Problem requirements: Take the data below and repeat it exactly.

Part of a data file:
## Start
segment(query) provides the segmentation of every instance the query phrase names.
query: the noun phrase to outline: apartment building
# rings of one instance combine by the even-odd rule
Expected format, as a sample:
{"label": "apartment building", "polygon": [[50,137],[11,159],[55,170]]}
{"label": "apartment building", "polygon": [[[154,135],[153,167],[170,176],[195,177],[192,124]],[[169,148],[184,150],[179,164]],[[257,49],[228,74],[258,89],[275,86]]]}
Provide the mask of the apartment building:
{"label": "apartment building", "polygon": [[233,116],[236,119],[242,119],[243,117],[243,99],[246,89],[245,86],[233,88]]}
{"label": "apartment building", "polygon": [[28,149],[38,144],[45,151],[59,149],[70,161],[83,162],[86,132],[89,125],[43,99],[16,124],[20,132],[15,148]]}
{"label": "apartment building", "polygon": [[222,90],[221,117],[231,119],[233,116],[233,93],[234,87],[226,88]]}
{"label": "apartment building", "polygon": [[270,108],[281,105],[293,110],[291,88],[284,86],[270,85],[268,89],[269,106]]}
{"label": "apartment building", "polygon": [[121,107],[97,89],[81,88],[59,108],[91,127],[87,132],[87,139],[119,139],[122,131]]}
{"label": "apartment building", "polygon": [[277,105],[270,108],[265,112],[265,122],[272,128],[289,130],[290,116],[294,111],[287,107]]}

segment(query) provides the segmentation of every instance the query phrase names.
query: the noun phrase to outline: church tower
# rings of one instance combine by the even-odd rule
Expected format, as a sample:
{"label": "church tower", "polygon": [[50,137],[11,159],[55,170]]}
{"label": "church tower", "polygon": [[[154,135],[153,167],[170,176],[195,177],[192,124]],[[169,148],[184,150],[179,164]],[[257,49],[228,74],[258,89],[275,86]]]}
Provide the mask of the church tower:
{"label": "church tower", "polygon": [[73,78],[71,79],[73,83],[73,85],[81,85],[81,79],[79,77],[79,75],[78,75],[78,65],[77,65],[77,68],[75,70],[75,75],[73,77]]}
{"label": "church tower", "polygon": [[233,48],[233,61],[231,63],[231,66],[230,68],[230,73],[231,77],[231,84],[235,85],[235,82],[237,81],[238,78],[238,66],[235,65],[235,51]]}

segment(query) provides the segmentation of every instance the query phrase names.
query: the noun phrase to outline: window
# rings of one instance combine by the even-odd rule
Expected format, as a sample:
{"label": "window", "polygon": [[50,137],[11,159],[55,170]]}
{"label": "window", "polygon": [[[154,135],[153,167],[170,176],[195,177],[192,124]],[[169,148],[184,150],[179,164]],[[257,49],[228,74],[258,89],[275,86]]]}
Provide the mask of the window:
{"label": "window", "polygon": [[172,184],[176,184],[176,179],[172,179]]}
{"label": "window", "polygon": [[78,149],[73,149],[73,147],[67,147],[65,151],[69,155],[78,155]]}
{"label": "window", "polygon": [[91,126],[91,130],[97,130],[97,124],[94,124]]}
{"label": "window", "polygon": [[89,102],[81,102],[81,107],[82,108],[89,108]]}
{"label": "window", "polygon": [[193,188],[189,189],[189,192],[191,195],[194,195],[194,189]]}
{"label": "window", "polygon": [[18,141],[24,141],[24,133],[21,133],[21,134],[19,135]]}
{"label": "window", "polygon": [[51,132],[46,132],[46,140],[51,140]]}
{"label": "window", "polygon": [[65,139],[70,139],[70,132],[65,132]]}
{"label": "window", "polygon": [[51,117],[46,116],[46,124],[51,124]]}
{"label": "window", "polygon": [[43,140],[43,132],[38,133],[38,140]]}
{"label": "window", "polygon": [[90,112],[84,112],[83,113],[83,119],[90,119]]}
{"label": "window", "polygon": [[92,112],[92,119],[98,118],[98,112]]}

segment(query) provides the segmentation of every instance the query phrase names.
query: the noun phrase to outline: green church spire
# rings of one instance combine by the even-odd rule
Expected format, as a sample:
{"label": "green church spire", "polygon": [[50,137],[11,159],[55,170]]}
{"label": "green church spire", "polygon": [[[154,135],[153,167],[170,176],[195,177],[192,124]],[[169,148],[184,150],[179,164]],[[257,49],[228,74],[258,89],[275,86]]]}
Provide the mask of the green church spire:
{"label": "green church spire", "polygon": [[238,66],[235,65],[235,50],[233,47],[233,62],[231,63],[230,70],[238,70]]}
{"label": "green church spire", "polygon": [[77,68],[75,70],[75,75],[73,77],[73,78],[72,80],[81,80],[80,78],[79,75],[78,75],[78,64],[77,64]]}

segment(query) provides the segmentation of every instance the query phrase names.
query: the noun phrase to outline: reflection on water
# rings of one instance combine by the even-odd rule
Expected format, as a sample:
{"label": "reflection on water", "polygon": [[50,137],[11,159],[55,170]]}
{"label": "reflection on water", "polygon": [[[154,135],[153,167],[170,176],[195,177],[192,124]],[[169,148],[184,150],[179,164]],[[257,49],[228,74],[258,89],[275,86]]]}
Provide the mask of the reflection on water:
## End
Response below:
segment(query) provides the segmentation of every instance the query phrase names.
query: the noun phrase to outline: apartment building
# rings of one instance combine by the even-odd rule
Expected format, as a sample:
{"label": "apartment building", "polygon": [[50,137],[11,159],[55,170]]}
{"label": "apartment building", "polygon": [[[154,135],[153,167],[170,176],[195,177],[192,124]],[[169,148],[184,150],[179,164]],[[257,49],[228,74],[258,89],[275,86]]]}
Provide the mask of the apartment building:
{"label": "apartment building", "polygon": [[233,116],[236,119],[242,119],[243,117],[243,99],[246,89],[245,86],[233,88]]}
{"label": "apartment building", "polygon": [[28,149],[38,144],[45,151],[59,149],[70,161],[83,162],[86,132],[89,125],[43,99],[16,124],[20,132],[15,148]]}
{"label": "apartment building", "polygon": [[222,90],[221,117],[231,119],[233,116],[233,93],[234,87],[226,88]]}
{"label": "apartment building", "polygon": [[270,108],[281,105],[293,110],[291,88],[284,86],[270,85],[268,89],[269,106]]}
{"label": "apartment building", "polygon": [[121,107],[97,89],[81,88],[59,108],[91,127],[87,132],[87,139],[119,139],[122,131]]}
{"label": "apartment building", "polygon": [[277,105],[270,108],[265,112],[265,122],[272,128],[289,130],[290,116],[294,111],[287,107]]}

segment(query) provides the segmentation of every instance the query phrase names.
query: the noun phrase to outline: church tower
# rings of one instance combine by the even-odd rule
Expected format, as a sample:
{"label": "church tower", "polygon": [[50,137],[11,159],[55,170]]}
{"label": "church tower", "polygon": [[[154,135],[153,167],[170,176],[195,177],[192,124]],[[169,148],[184,150],[179,164]],[[257,49],[228,74],[258,89],[275,86]]]}
Provide the mask of the church tower:
{"label": "church tower", "polygon": [[73,78],[71,79],[73,83],[73,85],[81,85],[81,79],[79,77],[79,75],[78,75],[78,65],[77,65],[77,68],[75,70],[75,75],[73,77]]}
{"label": "church tower", "polygon": [[233,48],[233,61],[231,63],[231,66],[230,68],[230,73],[231,77],[231,84],[235,85],[235,82],[237,81],[238,78],[238,66],[235,65],[235,51]]}

segment(query) provides the segmentation of every instance the query phrase names.
query: the noun phrase to outline: window
# rings of one instance combine by the even-odd rule
Expected format, as a sample:
{"label": "window", "polygon": [[50,137],[11,159],[55,170]]}
{"label": "window", "polygon": [[[154,135],[153,167],[170,176],[195,177],[192,124]],[[169,148],[184,150],[179,164]],[[257,49],[228,74],[258,89],[275,86]]]}
Provide the mask of the window:
{"label": "window", "polygon": [[172,184],[176,184],[176,179],[172,179]]}
{"label": "window", "polygon": [[78,149],[73,149],[73,147],[67,147],[65,151],[69,155],[78,155]]}
{"label": "window", "polygon": [[91,126],[91,130],[97,130],[97,124],[94,124]]}
{"label": "window", "polygon": [[89,102],[81,102],[81,107],[82,108],[89,108]]}
{"label": "window", "polygon": [[193,188],[189,189],[189,192],[191,195],[194,195],[194,189]]}
{"label": "window", "polygon": [[18,141],[24,141],[24,133],[21,133],[21,134],[19,135]]}
{"label": "window", "polygon": [[51,132],[46,132],[46,140],[51,140]]}
{"label": "window", "polygon": [[65,139],[70,139],[70,132],[65,132]]}
{"label": "window", "polygon": [[51,117],[46,116],[46,124],[51,124]]}
{"label": "window", "polygon": [[43,140],[43,132],[38,133],[38,140]]}
{"label": "window", "polygon": [[90,112],[84,112],[83,113],[83,119],[90,119]]}
{"label": "window", "polygon": [[92,112],[92,119],[98,118],[98,112]]}

segment(query) provides the segmentation of every instance the query phrase names.
query: the noun phrase to outline: green church spire
# rings of one instance combine by the even-odd rule
Expected format, as a sample:
{"label": "green church spire", "polygon": [[50,137],[11,159],[55,170]]}
{"label": "green church spire", "polygon": [[[154,135],[153,167],[170,176],[195,177],[192,124]],[[169,148],[184,150],[179,164]],[[257,49],[228,74],[258,89],[275,86]]]}
Provide the mask of the green church spire:
{"label": "green church spire", "polygon": [[238,66],[235,65],[235,50],[233,47],[233,62],[231,63],[230,70],[238,70]]}
{"label": "green church spire", "polygon": [[77,68],[75,70],[75,75],[73,77],[73,78],[72,80],[81,80],[80,78],[79,75],[78,75],[78,64],[77,64]]}

segment(query) provides the segmentation of every instance the query phrase names.
query: the noun phrase to outline: reflection on water
# rings of one instance combine by the even-odd rule
Expected format, as a sample:
{"label": "reflection on water", "polygon": [[50,137],[11,159],[55,170]]}
{"label": "reflection on water", "polygon": [[[154,135],[153,167],[170,176],[195,177],[192,124]],[[169,148],[184,150],[179,164]],[[257,49],[228,74],[258,89],[275,86]]]}
Provide the mask of the reflection on water:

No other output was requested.